● **Document**:
When I was eighteen I spent a summer living in an abandoned shepherd’s hut on a hillside overlooking the Libyan sea in southern Crete, near the tiny village of Keratokambos. Reading outside one evening, I heard an exchange of voices. In the near distance, some way above me, a man and a woman were calling to each other, each voice lifting with a strange and powerful vibrancy across the gorge that lay between one flank of the mountain and the next. Only the nearer figure, the man, was visible, and his voice seemed to rebound off the wall of a chasm, half a mile away. The woman remained out of sight, but her voice likewise drifted across the gorge, with crystalline clarity. There were perhaps a dozen exchanges: and then silence. I listened, spellbound. And that brief exchange, that shouted conversation, with its strange sounds, the tension between the voices, the exhalations and long vowels echoing off the sides of the mountain, would haunt me for years, haunts me still. They seemed to me to be speaking across time, that man and woman. Their ancestors, or possibly they themselves, had been having that conversation, exchanging those same sounds, for millennia. It was, for me, a lesson in the durability of human culture and at the same time, the incredible fragility of our lives; the conversation, the calling across the chasm, represented our ultimately solitary and unique chance at communication with a presence beyond ourselves. It was the vocal correlative of a strange sensation that I had experienced since first arriving in Crete: everywhere I went I was walking on bones, walking on the bones of the dead; and now I was hearing the echo of their voices as well.
In ‘Ionic’, translated more recently by Daniel Mendelsohn as ‘Song of Ionia’, Cavafy sums up an exemplary moment, suggesting that despite the destruction of their monuments and statues, the old gods still dart among the hills on the coast of Ionia (today’s western Anatolia), and it concludes with the lines:
When an August morning dawns over you,
your atmosphere is potent with their life,
and sometimes a young ethereal figure
indistinct, in rapid flight,
wings across your hills.
Here, the ‘young ethereal figure’ is surely Hermes. He is, after all, the winged god, and the god of transition and boundaries, and therefore more than likely to be seen at dawn, in the breach between night and day. Perhaps the Hermes association is personal, owing to the fact that in my experience, Hermes, god of travellers, was almost always the one who came to sort out the mess after Dionysos had wreaked his havoc. It seems likely, according to Daniel Mendelsohn’s wonderfully thorough notes that Cavafy, too, was thinking of Hermes, although I did not know this when I first read the poem.

[Stored items]
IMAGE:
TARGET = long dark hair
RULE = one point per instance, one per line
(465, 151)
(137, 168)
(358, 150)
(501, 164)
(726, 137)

● **Exercise details**: Reproduce the text about Crete word for word, beginning at the words "Here, the ‘young" and stopping after "read the poem.".

● **The result**:
Here, the ‘young ethereal figure’ is surely Hermes. He is, after all, the winged god, and the god of transition and boundaries, and therefore more than likely to be seen at dawn, in the breach between night and day. Perhaps the Hermes association is personal, owing to the fact that in my experience, Hermes, god of travellers, was almost always the one who came to sort out the mess after Dionysos had wreaked his havoc. It seems likely, according to Daniel Mendelsohn’s wonderfully thorough notes that Cavafy, too, was thinking of Hermes, although I did not know this when I first read the poem.